根據下方的所附文章,饒家的家庭作坊叫什麼名字?

▸ **所附文章**:

-----

前言
1979年,景德鎮陶瓷館的幾位老師發起了復原元青花的研究課題,饒克勤是其中一個。以此為起點,這個陶院63級青花專業的畢業生帶著自己的家庭將後面幾十年奉獻給了元青花。雖然景德鎮代工資源豐富、招工簡便,但饒家一家人幾十年來依然保留著最開始的家庭作坊模式:媽媽煉泥、兒子饒志陽印模、老爺子饒克勤則帶著女兒饒明媛和兒媳麗君上畫,全程不經他手。
2019年9月和10月,我們兩次拜訪了這個家庭作坊,同他們會面不到十分鐘,就愛上了每一個人。今天,我們試著從“饒青花”第二代饒志陽、饒明媛的視角,來講一講克勤堂這一家子在復原元青花之外的有趣的一面。
本文選自《美在中國》雜誌《走,去景德鎮吧!》專刊,如需購買請見文末。
饒家坐落在景德鎮三寶路的一處山腳下,他們的家庭作坊“克勤堂”也在這裡。
饒家的小院親切得就像隔壁奶奶家
沿著河邊的斜坡往上走,見著一面爬滿了綠植的外牆,打旁邊小門進來,就是他們的地盤:先是幾株橘柚,再往裡兩棟四層小樓,視線再延伸就是屋後的山林了。等你踏進小門,視野便又開闊了些:左手邊幾攏菜園,右手邊打頭一株楊梅樹,從楊梅樹往裡沿著牆角是一攏剛種下沒多久的雪裡紅。

-----

▸ **資料區塊**:
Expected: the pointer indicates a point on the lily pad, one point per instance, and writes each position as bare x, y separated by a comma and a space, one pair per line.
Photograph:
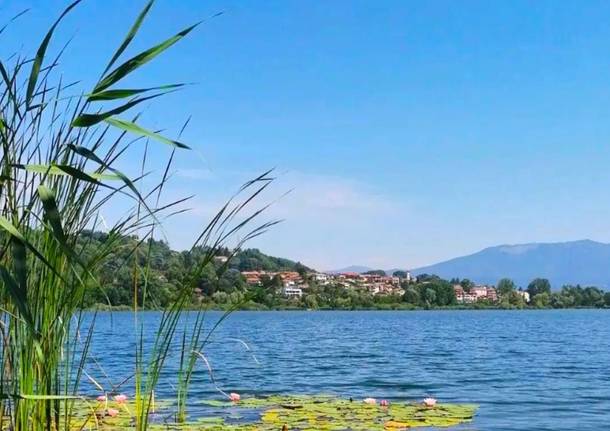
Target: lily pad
313, 413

-----

▸ **作答內容**: 克勤堂。